_Kutipan teks:_
# # #
Semestinyalah “sapaan” Chairil dalam puisi tersebut mampu diresapi agar menjadi api semangat untuk mengentaskan kemiskinan yang masih dirasakan sebagian besar rakyat di negeri yang subur makmur loh jinawi ini. Dengan begitu, kemakmuran yang benar-benar adil dan merata bisa terwujudkan.
Nah, dari uraian di atas kita dapat melihat bahwa puisi-puisi Chairil Anwar beserta api semangat yang terkandung di dalamnya masih tetap hidup hingga sekarang. Meski diciptakan pada masa kehidupan Chairil, tetapi masih dapat ditarik relevansi dengan keadaan yang terjadi dewasa ini. Hal ini seakan mendukung obsesi Chairil Anwar untuk “hidup seribu tahun lagi.” (Raden Kusdaryoko Tjokrosutiksno*)
Posting-an yang menarik, sebagai peringatan untuk mengenang dan menghargai karya seorang tokoh besar di dunia sastra.
Iya, hanya sekedar mengenang, teringat dulu waktu kuliah biasanya ngadain acara baca puisi Chairil Anwar bareng teman-teman dan dosen.
Benar….
Masih harus banyak belajar memahami puisi pak. Terimakasih sharingnya menambah wawasan saya tentang puisi 🙂
Saya pun masih terus belajar kok Mbak Ika. Posting-an ini pun merupakan salah satu hasil belajar tentang puisi, terkhusus puisi-puisi “Sang Maestro” dunia perpuisian.
setiap kali mengingat Chairil Anwar, jadi ingat puisi Aku …
Betul Mas, puisi “Aku” memang sangat fenomenal karena menunjukkan sikap hidup Chairil.
Assalaamu’alaikum wr.wb, mas Raden…
Sungguh mengkagumkan dalam usia muda (meninggal umur 27 tahun), Pak Chairil Anwar sudah dikenali ramai hanya kerana puisi semangat yang ditulisnya. Hebat benar apabila potensi diri dapat menyerlahkan aura dalaman sehingga begitu tinggi jasanya dalam dunia sastera Indonesia. Pasti Pak Chairil Anwar telah menyumbang suatu usaha yang besar ketika mudanya sehingga puisinya masih dikenang dan menjadi revisi buat anak-anak sekolah dan dunia sastera Indonesia.
# # #
_Tugas yang diberikan A:_ Ganti setiap "whole-pixels" dengan "integer-pixels" pada baris-baris daftar, mulai dari baris yang memuat "banner --coords whole-pixels" sampai baris yang memuat "[[[114,170],[99,176],[99,179],[130,179],[130,173]]]", lalu tuliskan ulang baris-baris itu tanpa perubahan lain.
_Tugas yang diberikan B:_ Silakan lanjutkan tulisan tentang puisi Chairil Anwar dari kalimat terakhirnya.

Entri yang diambil dari sebuah koleksi:
# # #
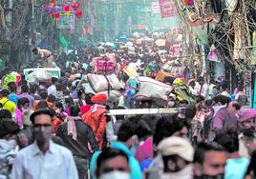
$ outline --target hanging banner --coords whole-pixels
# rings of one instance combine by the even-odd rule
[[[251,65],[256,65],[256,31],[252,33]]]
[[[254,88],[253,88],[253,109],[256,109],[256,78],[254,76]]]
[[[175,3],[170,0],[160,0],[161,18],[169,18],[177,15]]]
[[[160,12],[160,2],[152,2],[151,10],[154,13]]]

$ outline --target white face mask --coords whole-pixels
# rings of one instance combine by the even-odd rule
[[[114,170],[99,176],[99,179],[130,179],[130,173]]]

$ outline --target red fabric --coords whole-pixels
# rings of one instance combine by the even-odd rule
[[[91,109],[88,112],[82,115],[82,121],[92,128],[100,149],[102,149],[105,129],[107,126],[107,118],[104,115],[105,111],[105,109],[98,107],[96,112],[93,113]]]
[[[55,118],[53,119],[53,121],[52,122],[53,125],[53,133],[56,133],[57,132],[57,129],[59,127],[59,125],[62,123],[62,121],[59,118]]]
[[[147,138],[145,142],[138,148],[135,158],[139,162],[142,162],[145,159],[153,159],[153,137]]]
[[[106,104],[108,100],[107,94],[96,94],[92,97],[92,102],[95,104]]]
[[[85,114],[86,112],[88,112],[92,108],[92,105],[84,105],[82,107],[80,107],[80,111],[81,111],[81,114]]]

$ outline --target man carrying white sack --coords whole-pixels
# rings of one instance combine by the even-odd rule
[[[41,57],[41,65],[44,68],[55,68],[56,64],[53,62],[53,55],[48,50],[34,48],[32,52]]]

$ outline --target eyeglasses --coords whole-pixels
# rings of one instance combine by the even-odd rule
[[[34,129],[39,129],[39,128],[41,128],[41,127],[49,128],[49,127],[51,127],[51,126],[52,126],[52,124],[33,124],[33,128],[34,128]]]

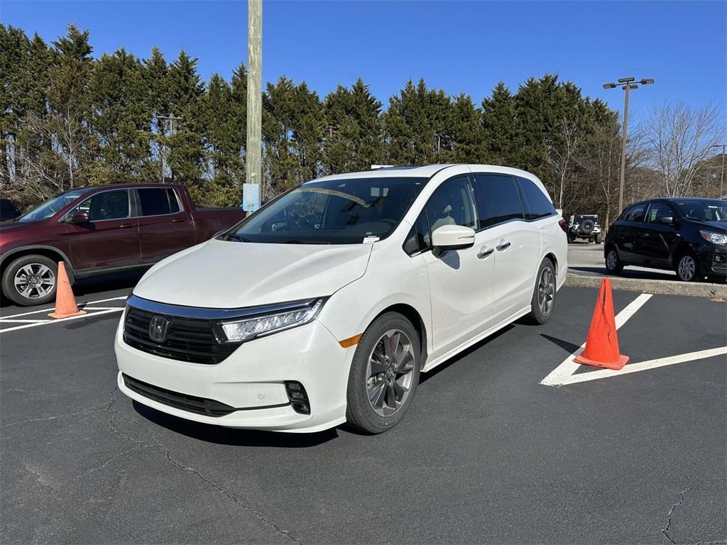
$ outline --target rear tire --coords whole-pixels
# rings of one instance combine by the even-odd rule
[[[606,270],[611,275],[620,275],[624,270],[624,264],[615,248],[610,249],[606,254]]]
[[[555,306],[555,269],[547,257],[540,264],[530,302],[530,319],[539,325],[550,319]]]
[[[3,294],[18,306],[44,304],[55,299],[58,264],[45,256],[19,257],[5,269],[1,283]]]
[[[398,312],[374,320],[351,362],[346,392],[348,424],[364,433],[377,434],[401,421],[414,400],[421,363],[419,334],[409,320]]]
# # #
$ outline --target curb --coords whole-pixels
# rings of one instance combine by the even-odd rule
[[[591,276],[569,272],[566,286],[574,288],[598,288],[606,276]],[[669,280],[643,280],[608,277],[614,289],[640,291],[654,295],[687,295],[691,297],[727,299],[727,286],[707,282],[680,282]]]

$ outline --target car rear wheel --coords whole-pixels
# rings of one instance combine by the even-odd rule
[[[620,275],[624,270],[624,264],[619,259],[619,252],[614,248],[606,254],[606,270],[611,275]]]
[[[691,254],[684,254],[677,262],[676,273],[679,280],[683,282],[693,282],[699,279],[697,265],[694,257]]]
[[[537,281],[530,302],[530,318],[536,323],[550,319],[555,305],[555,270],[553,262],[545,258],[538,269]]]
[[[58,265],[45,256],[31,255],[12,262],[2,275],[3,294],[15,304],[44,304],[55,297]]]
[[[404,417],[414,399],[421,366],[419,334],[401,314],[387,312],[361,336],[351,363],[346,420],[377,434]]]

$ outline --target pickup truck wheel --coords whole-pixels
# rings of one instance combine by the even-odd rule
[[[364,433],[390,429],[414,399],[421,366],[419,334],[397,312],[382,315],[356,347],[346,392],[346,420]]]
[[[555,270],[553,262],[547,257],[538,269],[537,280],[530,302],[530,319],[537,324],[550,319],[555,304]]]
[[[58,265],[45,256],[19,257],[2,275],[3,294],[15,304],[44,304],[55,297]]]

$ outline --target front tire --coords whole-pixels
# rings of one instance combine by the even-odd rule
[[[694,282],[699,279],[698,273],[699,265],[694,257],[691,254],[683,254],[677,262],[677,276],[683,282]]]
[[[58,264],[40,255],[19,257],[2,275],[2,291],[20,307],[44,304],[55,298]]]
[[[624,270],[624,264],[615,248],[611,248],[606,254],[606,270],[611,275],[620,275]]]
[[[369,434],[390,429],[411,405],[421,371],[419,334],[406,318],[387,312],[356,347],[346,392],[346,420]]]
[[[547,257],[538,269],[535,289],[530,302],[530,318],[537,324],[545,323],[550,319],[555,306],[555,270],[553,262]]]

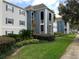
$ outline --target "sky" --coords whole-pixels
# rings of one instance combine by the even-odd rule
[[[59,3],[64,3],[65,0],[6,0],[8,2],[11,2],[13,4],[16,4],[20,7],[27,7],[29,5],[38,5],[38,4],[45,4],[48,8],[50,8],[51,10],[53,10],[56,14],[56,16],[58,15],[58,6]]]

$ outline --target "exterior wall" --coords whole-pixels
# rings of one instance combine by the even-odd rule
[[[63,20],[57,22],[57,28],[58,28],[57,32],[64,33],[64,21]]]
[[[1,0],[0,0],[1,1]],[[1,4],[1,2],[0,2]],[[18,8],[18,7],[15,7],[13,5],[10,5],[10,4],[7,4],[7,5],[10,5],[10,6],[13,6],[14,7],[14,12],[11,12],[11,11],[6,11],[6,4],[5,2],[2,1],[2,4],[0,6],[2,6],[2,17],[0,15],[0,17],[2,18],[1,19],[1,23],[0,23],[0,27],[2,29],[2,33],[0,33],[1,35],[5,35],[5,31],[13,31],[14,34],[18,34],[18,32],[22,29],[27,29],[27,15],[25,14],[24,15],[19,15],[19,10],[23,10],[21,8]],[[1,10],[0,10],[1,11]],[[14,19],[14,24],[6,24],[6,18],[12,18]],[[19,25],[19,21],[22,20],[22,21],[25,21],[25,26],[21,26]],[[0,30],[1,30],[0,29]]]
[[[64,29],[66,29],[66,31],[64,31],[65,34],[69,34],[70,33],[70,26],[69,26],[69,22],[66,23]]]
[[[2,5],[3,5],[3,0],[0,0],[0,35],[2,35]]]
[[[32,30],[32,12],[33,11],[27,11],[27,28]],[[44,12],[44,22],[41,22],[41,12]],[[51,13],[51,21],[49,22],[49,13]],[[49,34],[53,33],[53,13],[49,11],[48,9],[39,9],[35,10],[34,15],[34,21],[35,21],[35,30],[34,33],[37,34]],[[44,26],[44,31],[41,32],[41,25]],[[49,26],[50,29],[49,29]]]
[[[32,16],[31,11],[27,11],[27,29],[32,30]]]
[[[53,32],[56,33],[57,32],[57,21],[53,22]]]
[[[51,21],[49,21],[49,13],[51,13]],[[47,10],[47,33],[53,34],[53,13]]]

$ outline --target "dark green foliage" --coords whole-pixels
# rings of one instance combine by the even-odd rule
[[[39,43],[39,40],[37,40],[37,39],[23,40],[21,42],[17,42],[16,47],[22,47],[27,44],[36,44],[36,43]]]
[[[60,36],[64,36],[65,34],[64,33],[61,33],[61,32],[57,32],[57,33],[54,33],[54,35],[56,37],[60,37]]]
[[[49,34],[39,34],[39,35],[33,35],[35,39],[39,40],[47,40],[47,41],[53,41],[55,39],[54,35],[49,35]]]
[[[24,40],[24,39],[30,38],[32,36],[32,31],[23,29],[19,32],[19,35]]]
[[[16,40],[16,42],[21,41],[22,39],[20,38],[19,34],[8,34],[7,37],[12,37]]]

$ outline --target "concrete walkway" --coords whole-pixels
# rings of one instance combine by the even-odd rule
# # #
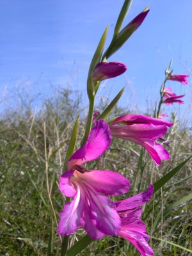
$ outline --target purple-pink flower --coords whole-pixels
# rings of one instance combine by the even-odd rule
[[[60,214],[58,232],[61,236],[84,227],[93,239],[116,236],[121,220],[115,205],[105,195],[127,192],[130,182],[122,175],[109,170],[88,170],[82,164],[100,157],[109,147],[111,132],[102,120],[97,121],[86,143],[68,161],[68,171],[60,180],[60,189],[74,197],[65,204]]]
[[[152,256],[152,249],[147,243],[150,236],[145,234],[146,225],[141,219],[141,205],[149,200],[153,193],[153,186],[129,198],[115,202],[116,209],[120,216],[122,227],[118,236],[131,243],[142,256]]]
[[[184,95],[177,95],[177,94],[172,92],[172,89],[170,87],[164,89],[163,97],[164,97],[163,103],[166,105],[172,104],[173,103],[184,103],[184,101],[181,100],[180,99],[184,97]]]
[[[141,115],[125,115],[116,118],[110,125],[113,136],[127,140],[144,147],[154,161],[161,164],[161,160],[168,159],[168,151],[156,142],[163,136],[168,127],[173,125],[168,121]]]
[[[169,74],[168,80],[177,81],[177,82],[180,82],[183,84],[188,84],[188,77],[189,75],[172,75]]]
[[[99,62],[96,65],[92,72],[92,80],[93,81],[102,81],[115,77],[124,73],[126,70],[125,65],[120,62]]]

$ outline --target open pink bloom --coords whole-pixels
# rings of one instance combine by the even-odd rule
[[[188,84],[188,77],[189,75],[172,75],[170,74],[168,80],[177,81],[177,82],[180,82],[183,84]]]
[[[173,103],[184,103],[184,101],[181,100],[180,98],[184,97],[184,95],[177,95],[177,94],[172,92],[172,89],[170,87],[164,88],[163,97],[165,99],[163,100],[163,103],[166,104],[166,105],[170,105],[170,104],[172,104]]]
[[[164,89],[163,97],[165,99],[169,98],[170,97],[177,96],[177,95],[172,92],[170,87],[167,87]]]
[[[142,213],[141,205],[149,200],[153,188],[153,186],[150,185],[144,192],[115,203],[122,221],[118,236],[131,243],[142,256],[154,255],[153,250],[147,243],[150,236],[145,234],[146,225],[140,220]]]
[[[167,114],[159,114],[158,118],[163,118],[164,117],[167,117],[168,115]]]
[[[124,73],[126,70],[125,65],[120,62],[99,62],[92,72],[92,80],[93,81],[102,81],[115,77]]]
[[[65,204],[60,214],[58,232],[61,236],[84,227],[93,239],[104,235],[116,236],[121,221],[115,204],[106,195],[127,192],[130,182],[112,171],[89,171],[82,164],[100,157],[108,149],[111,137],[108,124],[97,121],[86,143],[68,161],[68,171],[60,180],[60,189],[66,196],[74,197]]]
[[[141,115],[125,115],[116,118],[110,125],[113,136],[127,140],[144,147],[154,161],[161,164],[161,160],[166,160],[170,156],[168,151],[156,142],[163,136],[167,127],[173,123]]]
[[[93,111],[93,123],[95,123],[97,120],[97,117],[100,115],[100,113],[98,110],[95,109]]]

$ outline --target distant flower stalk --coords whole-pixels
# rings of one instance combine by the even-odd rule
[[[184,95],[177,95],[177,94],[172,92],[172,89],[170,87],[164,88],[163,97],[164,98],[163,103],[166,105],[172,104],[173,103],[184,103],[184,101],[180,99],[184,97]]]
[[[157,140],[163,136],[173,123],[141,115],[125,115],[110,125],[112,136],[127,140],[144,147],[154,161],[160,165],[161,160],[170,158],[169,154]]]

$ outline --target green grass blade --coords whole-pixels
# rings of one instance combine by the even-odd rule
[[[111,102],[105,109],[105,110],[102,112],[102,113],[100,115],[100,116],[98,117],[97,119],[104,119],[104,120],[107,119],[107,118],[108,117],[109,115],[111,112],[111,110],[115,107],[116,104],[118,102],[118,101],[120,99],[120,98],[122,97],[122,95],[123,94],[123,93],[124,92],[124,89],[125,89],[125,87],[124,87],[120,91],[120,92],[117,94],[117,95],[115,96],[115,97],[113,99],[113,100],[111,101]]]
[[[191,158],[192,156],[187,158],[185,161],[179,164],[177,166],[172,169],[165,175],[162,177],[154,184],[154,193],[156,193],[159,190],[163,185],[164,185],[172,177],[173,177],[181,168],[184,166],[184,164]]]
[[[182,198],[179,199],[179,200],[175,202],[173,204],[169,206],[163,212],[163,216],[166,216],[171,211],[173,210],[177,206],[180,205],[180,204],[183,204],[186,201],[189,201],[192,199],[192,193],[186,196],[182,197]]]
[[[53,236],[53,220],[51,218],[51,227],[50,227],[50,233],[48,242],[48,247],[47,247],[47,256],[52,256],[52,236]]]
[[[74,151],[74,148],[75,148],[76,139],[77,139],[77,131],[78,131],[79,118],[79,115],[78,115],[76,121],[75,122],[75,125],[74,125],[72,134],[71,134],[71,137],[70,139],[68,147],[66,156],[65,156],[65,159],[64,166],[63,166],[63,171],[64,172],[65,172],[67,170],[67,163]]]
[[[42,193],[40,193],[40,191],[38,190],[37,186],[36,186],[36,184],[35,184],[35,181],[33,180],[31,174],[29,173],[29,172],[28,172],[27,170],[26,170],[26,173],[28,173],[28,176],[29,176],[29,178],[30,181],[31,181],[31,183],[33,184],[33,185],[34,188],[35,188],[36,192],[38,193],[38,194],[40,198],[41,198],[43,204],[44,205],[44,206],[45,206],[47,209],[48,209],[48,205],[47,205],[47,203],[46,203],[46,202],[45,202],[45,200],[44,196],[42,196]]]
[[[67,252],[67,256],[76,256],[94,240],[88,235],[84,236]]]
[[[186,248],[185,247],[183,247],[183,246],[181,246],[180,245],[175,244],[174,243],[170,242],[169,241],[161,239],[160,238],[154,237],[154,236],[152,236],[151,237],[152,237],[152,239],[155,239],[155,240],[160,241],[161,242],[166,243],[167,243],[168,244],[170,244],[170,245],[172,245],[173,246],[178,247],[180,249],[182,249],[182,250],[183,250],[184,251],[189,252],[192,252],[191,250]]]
# # #
_Jawaban akhir A:_
$ outline --target hanging banner --coords integer-pixels
# rings of one instance combine by the even-odd rule
[[[251,65],[256,65],[256,31],[252,33]]]
[[[254,88],[253,88],[253,109],[256,109],[256,78],[254,76]]]
[[[175,3],[170,0],[160,0],[161,18],[169,18],[177,15]]]
[[[160,12],[160,2],[152,2],[151,10],[154,13]]]

$ outline --target white face mask --coords integer-pixels
# rings of one instance combine by the even-odd rule
[[[114,170],[99,176],[99,179],[130,179],[130,173]]]

_Jawaban akhir B:_
Nama Pak Chairil Anwar juga terkenal di Malaysia dan saya pernah membaca puisinya semasa remaja tetapi tidak ingat tajuknya. Sangat bermakna kata-kata dan siratan bahasanya.
Ternyata bukan senang mahu menjadi orang terkenal, pasti ada onak dan duri yang telah ditempuh sebelum namanya berkumandang di hari kemudian. Beruntunglah bagi mereka yang terus menulis kerana kegiatan mennulis memberi impak besar kepada penulisnya setelah meninggal dunia.
Semoga apa yang kita kongsikan di dunia maya akan bermanfaat buat semua yang membacanya. Aamiin. Tulisan yang mencerahkan bagi mengenang seorang tokoh pejuang sastera dan bangsa melalui kata-kata berapi yang bisa mengobar semangat anak bangsa. Salut mas Raden.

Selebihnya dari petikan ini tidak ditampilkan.